**Problem to solve**. Every line below is to be quoted exactly, with nothing added or dropped.

**Task inputs**.
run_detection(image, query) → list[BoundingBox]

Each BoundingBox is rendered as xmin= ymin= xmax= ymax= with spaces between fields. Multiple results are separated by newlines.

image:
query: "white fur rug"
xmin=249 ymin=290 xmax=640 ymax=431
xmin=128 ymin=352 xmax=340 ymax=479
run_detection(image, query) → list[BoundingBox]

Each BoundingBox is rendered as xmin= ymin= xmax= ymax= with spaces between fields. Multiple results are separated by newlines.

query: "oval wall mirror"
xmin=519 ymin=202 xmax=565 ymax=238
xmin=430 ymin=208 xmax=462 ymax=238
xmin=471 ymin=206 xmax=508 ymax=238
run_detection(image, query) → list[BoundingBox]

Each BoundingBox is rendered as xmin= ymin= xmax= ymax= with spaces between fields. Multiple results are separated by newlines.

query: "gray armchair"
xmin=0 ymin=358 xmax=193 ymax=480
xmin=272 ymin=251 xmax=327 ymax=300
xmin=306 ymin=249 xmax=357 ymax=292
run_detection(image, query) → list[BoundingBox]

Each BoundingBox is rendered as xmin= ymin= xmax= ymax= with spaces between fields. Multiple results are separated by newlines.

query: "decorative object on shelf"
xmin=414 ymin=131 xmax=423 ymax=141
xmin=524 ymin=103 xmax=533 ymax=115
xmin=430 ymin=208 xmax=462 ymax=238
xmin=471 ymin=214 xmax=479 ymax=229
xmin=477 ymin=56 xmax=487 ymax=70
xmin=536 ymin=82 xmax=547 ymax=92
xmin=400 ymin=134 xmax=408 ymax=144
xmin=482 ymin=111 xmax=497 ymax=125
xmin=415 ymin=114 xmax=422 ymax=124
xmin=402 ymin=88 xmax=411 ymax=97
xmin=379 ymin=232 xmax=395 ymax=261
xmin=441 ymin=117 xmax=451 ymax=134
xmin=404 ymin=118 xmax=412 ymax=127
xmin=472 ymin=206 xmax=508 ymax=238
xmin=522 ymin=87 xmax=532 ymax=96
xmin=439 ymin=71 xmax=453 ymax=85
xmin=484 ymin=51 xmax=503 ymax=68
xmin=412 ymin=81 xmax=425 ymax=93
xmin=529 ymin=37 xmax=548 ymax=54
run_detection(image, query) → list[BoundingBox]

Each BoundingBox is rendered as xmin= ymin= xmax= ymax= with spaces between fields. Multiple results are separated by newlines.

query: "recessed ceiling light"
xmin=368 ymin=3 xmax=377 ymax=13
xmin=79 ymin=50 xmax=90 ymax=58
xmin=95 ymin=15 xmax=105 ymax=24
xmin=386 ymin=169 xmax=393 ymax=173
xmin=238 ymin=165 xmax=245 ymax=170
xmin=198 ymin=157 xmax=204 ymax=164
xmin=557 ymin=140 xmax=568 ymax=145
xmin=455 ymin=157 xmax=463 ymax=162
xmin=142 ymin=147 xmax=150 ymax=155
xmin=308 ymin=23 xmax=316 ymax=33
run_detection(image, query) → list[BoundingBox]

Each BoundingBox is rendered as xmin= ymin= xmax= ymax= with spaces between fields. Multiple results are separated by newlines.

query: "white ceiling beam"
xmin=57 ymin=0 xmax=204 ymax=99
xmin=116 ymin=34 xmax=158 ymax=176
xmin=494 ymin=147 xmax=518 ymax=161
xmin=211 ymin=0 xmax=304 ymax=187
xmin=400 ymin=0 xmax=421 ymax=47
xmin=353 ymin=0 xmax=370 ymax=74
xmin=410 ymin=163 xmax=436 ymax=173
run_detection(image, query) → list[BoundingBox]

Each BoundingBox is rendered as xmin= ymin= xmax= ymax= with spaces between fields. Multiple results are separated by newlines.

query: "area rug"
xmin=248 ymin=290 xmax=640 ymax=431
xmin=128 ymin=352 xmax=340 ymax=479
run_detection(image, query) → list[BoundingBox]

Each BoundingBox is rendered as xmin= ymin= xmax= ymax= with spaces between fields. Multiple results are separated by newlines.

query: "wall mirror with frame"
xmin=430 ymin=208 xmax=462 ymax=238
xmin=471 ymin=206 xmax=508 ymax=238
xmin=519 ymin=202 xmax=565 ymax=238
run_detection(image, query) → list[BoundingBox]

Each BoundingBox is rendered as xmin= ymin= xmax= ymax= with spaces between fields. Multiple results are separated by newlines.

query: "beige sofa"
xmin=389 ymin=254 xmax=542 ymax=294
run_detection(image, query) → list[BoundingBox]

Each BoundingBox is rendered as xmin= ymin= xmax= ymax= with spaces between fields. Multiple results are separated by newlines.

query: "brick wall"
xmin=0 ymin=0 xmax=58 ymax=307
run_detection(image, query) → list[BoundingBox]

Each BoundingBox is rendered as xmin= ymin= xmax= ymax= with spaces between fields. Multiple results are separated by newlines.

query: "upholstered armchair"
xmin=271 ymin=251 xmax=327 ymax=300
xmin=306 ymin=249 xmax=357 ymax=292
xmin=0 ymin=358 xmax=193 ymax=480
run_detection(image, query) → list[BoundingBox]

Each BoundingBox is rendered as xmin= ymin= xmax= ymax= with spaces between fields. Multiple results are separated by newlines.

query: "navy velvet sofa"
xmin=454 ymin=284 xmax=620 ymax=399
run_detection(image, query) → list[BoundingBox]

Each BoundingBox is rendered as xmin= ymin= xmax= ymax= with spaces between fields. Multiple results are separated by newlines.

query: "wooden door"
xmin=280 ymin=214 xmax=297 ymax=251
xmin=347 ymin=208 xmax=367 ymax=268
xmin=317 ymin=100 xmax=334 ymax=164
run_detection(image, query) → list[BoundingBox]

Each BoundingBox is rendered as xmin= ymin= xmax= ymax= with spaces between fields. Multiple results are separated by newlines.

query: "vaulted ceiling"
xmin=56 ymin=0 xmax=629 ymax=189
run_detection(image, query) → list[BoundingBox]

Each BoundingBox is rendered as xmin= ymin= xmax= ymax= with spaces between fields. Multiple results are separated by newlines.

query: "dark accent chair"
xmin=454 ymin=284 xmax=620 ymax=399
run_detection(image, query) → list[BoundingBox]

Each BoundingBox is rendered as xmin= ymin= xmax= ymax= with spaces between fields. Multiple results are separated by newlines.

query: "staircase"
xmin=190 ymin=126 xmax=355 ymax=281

**Output for this exercise**.
run_detection(image, query) → list[BoundingBox]

Each BoundingBox is rendered as xmin= ymin= xmax= ymax= with spaces between fields. Multiple results are separated by newlines.

image:
query: "white fur rug"
xmin=249 ymin=290 xmax=640 ymax=431
xmin=128 ymin=352 xmax=340 ymax=479
run_detection(image, query) → list[BoundingBox]

Each BoundingBox is rendered as xmin= ymin= xmax= ymax= with spaces between fields. Multiple results are separated by newlines.

query: "oval wall mirror"
xmin=519 ymin=202 xmax=565 ymax=238
xmin=430 ymin=208 xmax=462 ymax=238
xmin=471 ymin=206 xmax=508 ymax=238
run_detection(image, query) → list[BoundingBox]

Each BoundingBox is rendered as xmin= ymin= xmax= ymax= with spaces between fields. Multiple results are separated by newlines.

query: "gray armchair"
xmin=0 ymin=358 xmax=193 ymax=480
xmin=272 ymin=251 xmax=327 ymax=300
xmin=306 ymin=249 xmax=357 ymax=292
run_detection(image, query) → list[BoundingBox]

Each BoundingBox is rendered as xmin= ymin= xmax= ymax= with spaces between fields. Multiple results are separated by newlines.

query: "decorative object on shelf"
xmin=414 ymin=131 xmax=423 ymax=141
xmin=524 ymin=103 xmax=533 ymax=115
xmin=430 ymin=208 xmax=462 ymax=238
xmin=471 ymin=214 xmax=479 ymax=229
xmin=477 ymin=56 xmax=487 ymax=70
xmin=536 ymin=82 xmax=547 ymax=92
xmin=400 ymin=134 xmax=408 ymax=144
xmin=482 ymin=111 xmax=497 ymax=125
xmin=415 ymin=114 xmax=422 ymax=124
xmin=402 ymin=88 xmax=411 ymax=97
xmin=379 ymin=232 xmax=395 ymax=261
xmin=441 ymin=117 xmax=451 ymax=134
xmin=404 ymin=118 xmax=412 ymax=127
xmin=472 ymin=206 xmax=508 ymax=238
xmin=522 ymin=87 xmax=532 ymax=96
xmin=439 ymin=71 xmax=453 ymax=85
xmin=484 ymin=51 xmax=503 ymax=68
xmin=412 ymin=81 xmax=425 ymax=93
xmin=529 ymin=37 xmax=548 ymax=54
run_detection(image, query) → list[BoundingBox]

Each BoundingBox is rendered as xmin= ymin= xmax= ymax= with spaces between fields. Multiple results are separated by newlines.

query: "recessed ceiling light"
xmin=368 ymin=3 xmax=377 ymax=13
xmin=79 ymin=50 xmax=90 ymax=58
xmin=95 ymin=15 xmax=105 ymax=24
xmin=386 ymin=169 xmax=393 ymax=173
xmin=238 ymin=165 xmax=245 ymax=170
xmin=198 ymin=157 xmax=204 ymax=164
xmin=557 ymin=140 xmax=568 ymax=145
xmin=455 ymin=157 xmax=463 ymax=162
xmin=142 ymin=147 xmax=150 ymax=155
xmin=308 ymin=23 xmax=316 ymax=33
run_detection(image, query) → list[BoundingBox]

Each BoundingBox is rendered as xmin= ymin= xmax= ymax= with spaces between fields. Multiple results are separated by newlines.

query: "white ceiling beam"
xmin=57 ymin=0 xmax=204 ymax=99
xmin=116 ymin=34 xmax=158 ymax=176
xmin=494 ymin=147 xmax=518 ymax=161
xmin=211 ymin=0 xmax=304 ymax=187
xmin=400 ymin=0 xmax=421 ymax=47
xmin=353 ymin=0 xmax=370 ymax=74
xmin=410 ymin=163 xmax=436 ymax=173
run_detection(image, query) → list[BoundingBox]

Each BoundingBox is rendered as xmin= ymin= xmax= ymax= with spaces between fields. Multiple results are separated by newlines.

query: "area rug"
xmin=248 ymin=290 xmax=640 ymax=431
xmin=128 ymin=352 xmax=340 ymax=479
run_detection(image, query) → list[BoundingBox]

Each BoundingBox is rendered as xmin= ymin= xmax= ymax= with spaces between fields. Multiple results are separated by newlines.

query: "wall mirror with frame"
xmin=430 ymin=208 xmax=462 ymax=238
xmin=471 ymin=206 xmax=508 ymax=238
xmin=519 ymin=202 xmax=565 ymax=238
run_detection(image, query) → list[BoundingBox]

Each BoundingBox is rendered as xmin= ymin= xmax= ymax= with spaces between fields. Multiple results are separated by newlines.

query: "beige sofa"
xmin=389 ymin=254 xmax=542 ymax=294
run_detection(image, query) → list[BoundingBox]

Each BoundingBox is rendered as xmin= ymin= xmax= ymax= with spaces between fields. Multiple results are separated by newlines.

query: "brick wall"
xmin=0 ymin=0 xmax=58 ymax=307
run_detection(image, query) → list[BoundingBox]

Each BoundingBox is rendered as xmin= ymin= xmax= ymax= with spaces between fields. Multiple results are separated by newlines.

query: "upholstered armchair"
xmin=271 ymin=251 xmax=327 ymax=300
xmin=306 ymin=249 xmax=357 ymax=292
xmin=0 ymin=358 xmax=193 ymax=480
run_detection(image, query) → list[BoundingBox]

Each BoundingBox is rendered as xmin= ymin= xmax= ymax= with spaces between fields. Multiple results are separated by newlines.

query: "navy velvet sofa"
xmin=454 ymin=284 xmax=620 ymax=399
run_detection(image, query) → list[BoundingBox]

Each BoundingBox is rendered as xmin= ymin= xmax= ymax= with spaces between fields. Multiple results are separated by newlines.

query: "wooden door"
xmin=280 ymin=214 xmax=297 ymax=251
xmin=347 ymin=208 xmax=367 ymax=268
xmin=317 ymin=100 xmax=334 ymax=164
run_detection(image, query) → list[BoundingBox]

Each BoundingBox is rendered as xmin= ymin= xmax= ymax= with spaces between fields. Multiple results are separated by newlines.

query: "vaulted ceiling"
xmin=56 ymin=0 xmax=629 ymax=189
run_detection(image, query) → list[BoundingBox]

Each BoundingBox is rendered as xmin= ymin= xmax= ymax= with spaces between fields. Multiple results are separated by newlines.

query: "dark accent chair"
xmin=454 ymin=284 xmax=620 ymax=399
run_detection(image, query) → list[BoundingBox]

Each BoundingBox is rendered as xmin= ymin= xmax= ymax= with spaces between fields. Multiple results are separated by newlines.

query: "staircase"
xmin=190 ymin=126 xmax=355 ymax=281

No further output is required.